## Task brief
Reproduce every line of the material below, but drop the pictures.

## Given entries
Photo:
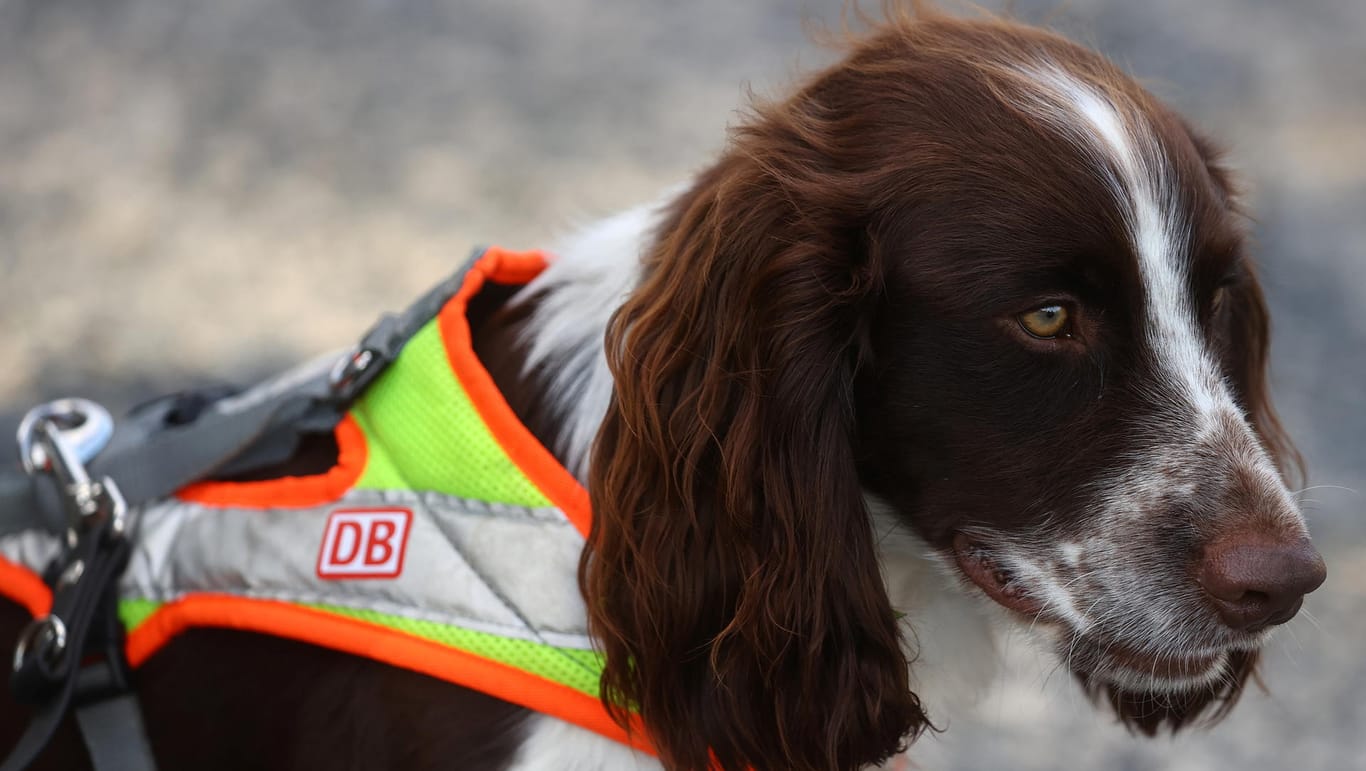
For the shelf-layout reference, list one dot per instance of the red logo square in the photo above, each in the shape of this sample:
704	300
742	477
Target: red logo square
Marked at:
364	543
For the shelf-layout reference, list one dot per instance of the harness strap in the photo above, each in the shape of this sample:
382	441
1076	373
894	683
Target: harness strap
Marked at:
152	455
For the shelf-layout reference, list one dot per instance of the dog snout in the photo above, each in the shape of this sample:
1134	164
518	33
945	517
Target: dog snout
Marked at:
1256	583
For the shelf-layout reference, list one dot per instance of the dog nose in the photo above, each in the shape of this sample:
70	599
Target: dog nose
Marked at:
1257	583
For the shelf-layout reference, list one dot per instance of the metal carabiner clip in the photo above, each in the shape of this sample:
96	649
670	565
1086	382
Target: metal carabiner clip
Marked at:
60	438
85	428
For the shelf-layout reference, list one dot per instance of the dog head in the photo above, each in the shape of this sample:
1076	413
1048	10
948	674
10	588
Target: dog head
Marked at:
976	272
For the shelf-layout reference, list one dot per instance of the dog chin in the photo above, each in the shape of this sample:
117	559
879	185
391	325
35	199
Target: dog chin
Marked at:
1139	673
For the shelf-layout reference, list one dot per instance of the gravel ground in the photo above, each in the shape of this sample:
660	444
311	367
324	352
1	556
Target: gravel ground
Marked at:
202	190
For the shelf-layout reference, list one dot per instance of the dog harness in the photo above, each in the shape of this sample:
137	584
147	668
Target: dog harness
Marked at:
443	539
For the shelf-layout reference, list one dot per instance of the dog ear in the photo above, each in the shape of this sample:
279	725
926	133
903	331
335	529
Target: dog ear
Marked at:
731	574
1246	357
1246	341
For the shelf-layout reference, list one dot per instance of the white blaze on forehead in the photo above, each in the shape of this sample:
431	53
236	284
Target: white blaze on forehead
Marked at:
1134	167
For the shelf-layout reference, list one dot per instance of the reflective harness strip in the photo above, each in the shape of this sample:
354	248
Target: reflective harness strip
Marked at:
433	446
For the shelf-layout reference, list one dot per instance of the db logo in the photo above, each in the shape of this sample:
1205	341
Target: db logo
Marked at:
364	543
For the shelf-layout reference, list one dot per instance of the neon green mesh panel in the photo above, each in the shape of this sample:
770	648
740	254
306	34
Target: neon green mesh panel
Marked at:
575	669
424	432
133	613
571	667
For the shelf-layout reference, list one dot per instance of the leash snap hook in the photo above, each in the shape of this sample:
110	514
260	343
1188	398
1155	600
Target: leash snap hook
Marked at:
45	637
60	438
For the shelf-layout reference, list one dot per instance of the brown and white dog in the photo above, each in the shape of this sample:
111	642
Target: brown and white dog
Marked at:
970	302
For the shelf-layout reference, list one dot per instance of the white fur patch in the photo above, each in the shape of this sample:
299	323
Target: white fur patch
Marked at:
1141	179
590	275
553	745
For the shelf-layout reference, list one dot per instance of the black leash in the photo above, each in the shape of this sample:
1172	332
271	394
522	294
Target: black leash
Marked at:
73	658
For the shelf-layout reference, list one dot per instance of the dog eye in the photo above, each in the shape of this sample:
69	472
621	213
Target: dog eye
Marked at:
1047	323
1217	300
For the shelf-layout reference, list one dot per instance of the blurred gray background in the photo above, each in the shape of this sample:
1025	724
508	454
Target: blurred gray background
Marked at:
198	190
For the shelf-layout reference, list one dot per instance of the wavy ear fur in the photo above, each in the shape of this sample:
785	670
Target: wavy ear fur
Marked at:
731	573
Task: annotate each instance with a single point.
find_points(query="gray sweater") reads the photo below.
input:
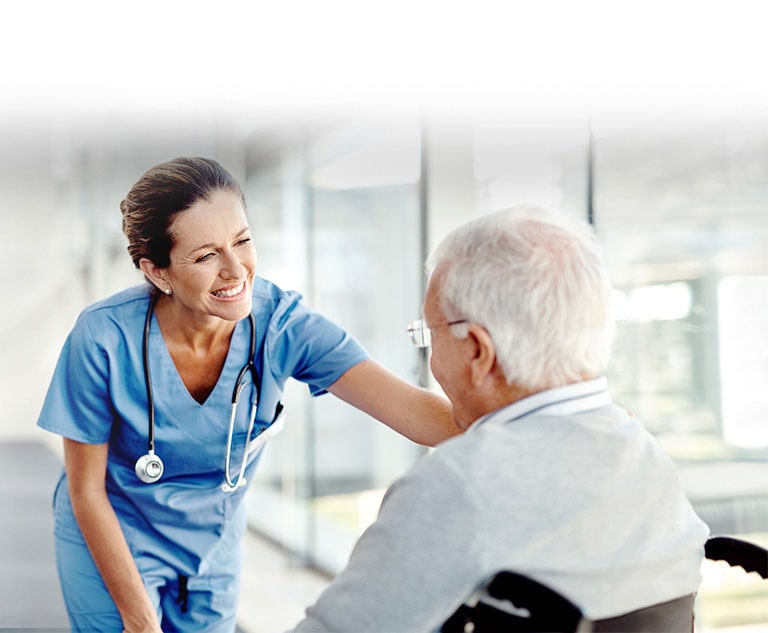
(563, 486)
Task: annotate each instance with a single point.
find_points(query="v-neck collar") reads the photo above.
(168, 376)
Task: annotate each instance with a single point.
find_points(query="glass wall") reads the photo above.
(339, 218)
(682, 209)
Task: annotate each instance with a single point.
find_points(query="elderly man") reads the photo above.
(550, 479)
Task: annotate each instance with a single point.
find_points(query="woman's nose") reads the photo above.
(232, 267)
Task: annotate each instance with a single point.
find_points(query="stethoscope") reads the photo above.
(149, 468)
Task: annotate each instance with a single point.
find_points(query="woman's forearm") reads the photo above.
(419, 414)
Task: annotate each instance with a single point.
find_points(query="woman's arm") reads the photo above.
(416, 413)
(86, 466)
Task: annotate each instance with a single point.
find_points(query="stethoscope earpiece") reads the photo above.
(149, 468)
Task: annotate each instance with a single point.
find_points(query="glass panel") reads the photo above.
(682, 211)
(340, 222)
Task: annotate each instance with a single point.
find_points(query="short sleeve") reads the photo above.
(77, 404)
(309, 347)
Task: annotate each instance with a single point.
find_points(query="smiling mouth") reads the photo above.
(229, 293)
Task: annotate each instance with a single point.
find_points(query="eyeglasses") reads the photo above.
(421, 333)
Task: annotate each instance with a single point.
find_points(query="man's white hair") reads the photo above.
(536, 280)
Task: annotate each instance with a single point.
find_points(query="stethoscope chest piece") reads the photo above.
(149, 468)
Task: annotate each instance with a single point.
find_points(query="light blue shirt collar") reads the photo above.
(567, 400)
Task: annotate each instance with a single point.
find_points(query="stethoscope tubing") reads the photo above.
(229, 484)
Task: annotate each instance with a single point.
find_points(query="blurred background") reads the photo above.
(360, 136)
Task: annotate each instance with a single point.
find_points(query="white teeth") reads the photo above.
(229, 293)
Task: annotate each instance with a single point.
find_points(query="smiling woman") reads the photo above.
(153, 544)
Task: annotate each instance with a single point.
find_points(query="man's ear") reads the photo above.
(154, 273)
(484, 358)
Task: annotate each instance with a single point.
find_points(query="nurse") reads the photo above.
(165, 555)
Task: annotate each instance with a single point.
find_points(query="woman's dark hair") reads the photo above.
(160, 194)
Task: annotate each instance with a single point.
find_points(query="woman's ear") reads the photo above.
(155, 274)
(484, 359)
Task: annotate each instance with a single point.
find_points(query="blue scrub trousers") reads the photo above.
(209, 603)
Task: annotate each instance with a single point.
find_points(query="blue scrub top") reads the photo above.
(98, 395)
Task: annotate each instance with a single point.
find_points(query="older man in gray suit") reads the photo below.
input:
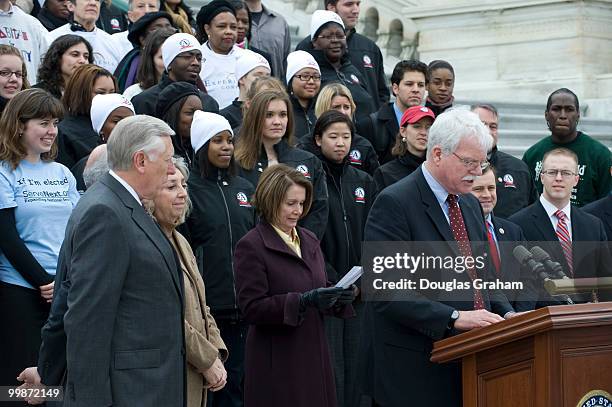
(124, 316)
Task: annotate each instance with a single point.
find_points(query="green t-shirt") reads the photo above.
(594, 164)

## Worked solution
Photo:
For the shelf-layout reference, list one dot per instance of the red logo square in the photo above, each in the shape of this sample:
704	300
742	477
Target: red logo square
Marked at:
364	543
For the shelf-layout reference, list one dot per instance of the harness strap in the photo above, each in the shape of this sample:
382	441
1076	373
894	683
Target: harness strap
Marked at:
152	455
For the shelf-layout reference, list one dot per instance of the dog snout in the photo above, each in the shape of this sample:
1134	164
518	33
945	517
Target: dog snout
Marked at:
1256	583
For the shelf-layout reference, list one dot per instance of the dog nose in the photo above, each in the shape of this sample:
70	599
Target: dog nose
Marked at:
1257	583
For the shelf-layout reference, list one dot per instance of the metal carabiner clip in the photo above, each in the shape of this sample:
96	649
670	565
1086	382
Target: metal carabiner clip
Marked at:
60	438
85	428
For the shelf-layout reference, list one dot per instance of the dog head in the photo above, each in the shape of this sample:
1076	413
1048	10
948	674
10	588
Target: dog head
Marked at:
976	272
For the shelf-layout reference, list one dot per instance of the dog chin in the photo above, each in the shape of this sample:
117	559
879	185
391	325
35	199
Target: dog chin
Marked at:
1139	673
For the shelf-layout reference, list one dot per instance of the gravel ground in the photo above, each in the shape of this sample:
660	444
311	367
324	352
1	556
Target: gravel ground
Marked at:
202	190
For the shelf-layout reference, list one dot per instance of the dog harness in the photo above, each in the shape of this sample:
137	584
147	668
Target: dog harness
Marked at:
443	539
For the shelf-layout reference, list one dot per instance of the dog ear in the photo above, each in the shape of this sample:
279	725
926	133
903	331
335	529
Target: dog ear
Marked at:
731	574
1246	357
1246	341
For the shelf-layout reference, list one dot per instance of the white blaze on forehead in the photo above, each in the shape of this sample:
431	53
236	284
Target: white blaze on forehead
Marked at:
1134	167
For the shelf-layout reference, list one dot per instance of the reflective harness strip in the photo above, each in the shape of this sample:
354	248
Target: reflective harness strip
Marked at:
433	446
For the shelf-layout reference, list one dot per instance of the db logo in the photo above, each in the shape of this sample:
1205	341
Target: db logo
Marked at:
364	543
For the shelf-layout reference, list one dot per instance of the neon green mesh panel in the photo above, each in the shape of this sample:
770	648
740	254
306	34
Target: neon green mesh panel
Marked at:
575	669
424	432
133	613
571	667
For the shelf-layout reference, list one dot per instance of the leash snap hook in the photo above, each in the shape of this sample:
110	514
260	343
1188	398
1155	600
Target: leash snap hook
Marked at:
45	637
60	438
For the shelf-layout reference, list one dot per instance of the brown and white dog in the photo above, each in the shape of this sample:
111	642
Target: brown and white dog
Marked at:
970	302
For the shelf-layout reference, list one dot per instance of the white fur patch in the photo above, each in the shape of this sample:
299	323
Target: white fur patch
Marked at:
1141	179
590	275
553	745
For the shelf-layout reference, list one dot per instance of the black leash in the photo above, each in the shape of this sample:
1172	332
271	394
522	294
Target: black leash
Marked at:
73	658
For the shelf-layout reference, list one dot per instance of the dog eye in the photo above, each in the shape of this sample:
69	472
621	213
Target: dog eye
Marked at:
1047	323
1217	300
For the shelf-layout reference, list one dot per instance of the blurred gray background in the photo above, each in the shape of this sample:
1025	724
508	454
Target: blurred gray background
Marked at:
198	190
For the shelf-layout reference, list one dot per instance of the wavy ear fur in the photo above, each in the shape of this sample:
785	670
Target: wavy ear fur
Marked at:
731	573
Task: annotate each instance with a single point.
find_points(query="gray sweater") reads the photo below.
input:
(563, 486)
Task: annotate each instance with a single point.
find_points(query="v-neck collar") reads the photo above.
(168, 376)
Task: annotate each instance with a single point.
find_points(query="glass wall") reads the photo above.
(339, 218)
(682, 209)
Task: annotate each instance with a single point.
find_points(query="elderly man") reads the photo above.
(550, 479)
Task: annotate each instance with a single point.
find_points(query="woman's nose") reads the photo above.
(232, 267)
Task: annotate each instance with a single point.
find_points(query="stethoscope") reads the photo above.
(149, 468)
Task: annotate each instance with a single point.
find_points(query="woman's forearm") reads the photo above.
(419, 414)
Task: annotate each instance with a single point.
find_points(query="woman's arm") reads the photo above.
(416, 413)
(86, 466)
Task: annotate each instance with a single point.
find_points(query="stethoscope earpiece") reads the photo above.
(149, 468)
Task: annotate each instance with a single point.
find_points(query="glass panel") reads the photo above.
(682, 211)
(340, 222)
Task: annotate each instance with a single point.
find_points(query="short sleeve") reads the photo above.
(77, 404)
(309, 347)
Task: annotate each instance with a single point.
find_points(query="smiling mouth") reads the photo above.
(229, 293)
Task: annotate each instance with a single point.
find_points(query="eyeglasses") reads the photo above.
(421, 333)
Task: annotate each instance with a single point.
find_points(query="man's white hair") reads the photo above.
(536, 280)
Task: annotate each instance with a single point.
find_points(query="stethoscope chest piece") reads the photo above.
(149, 468)
Task: annotate each instance with a single point.
find_points(query="light blue shirt collar") reads the photo above.
(567, 400)
Task: annotate each instance with a single point.
find_points(query="stethoscope tubing") reads the photo above.
(229, 484)
Task: annotate each instance with a single point.
find_points(query="blurred background") reads the photo above.
(360, 136)
Task: annotate each instance with a single point.
find_points(query="white teeth") reads the photo above.
(229, 293)
Task: annotate each instance with a single point.
find_points(query="smiling woman") reads the photo above.
(153, 544)
Task: annotate each instance with a single point.
find_points(query="man's ear") reads the photo above.
(154, 273)
(484, 358)
Task: annotate each instance with a single point.
find_points(query="nurse") reads the photo above.
(165, 555)
Task: annotate each instance with a single point.
find_points(query="woman's dark hair") reads the photo above.
(160, 194)
Task: annotate each instance with a single point.
find_points(query="woman's ear") reads the photo above.
(155, 274)
(484, 359)
Task: annotate each instance with a single point.
find_points(query="blue scrub trousers") reads the photo above.
(209, 603)
Task: annotate each instance with a single point.
find_points(query="blue scrub top") reads the photo above.
(98, 395)
Task: annotate each instance with a single point.
find_points(query="older man in gray suit") reads the photo below.
input:
(124, 316)
Task: annotate each instance with a single point.
find_points(query="green t-shirt") reads the photo above.
(594, 164)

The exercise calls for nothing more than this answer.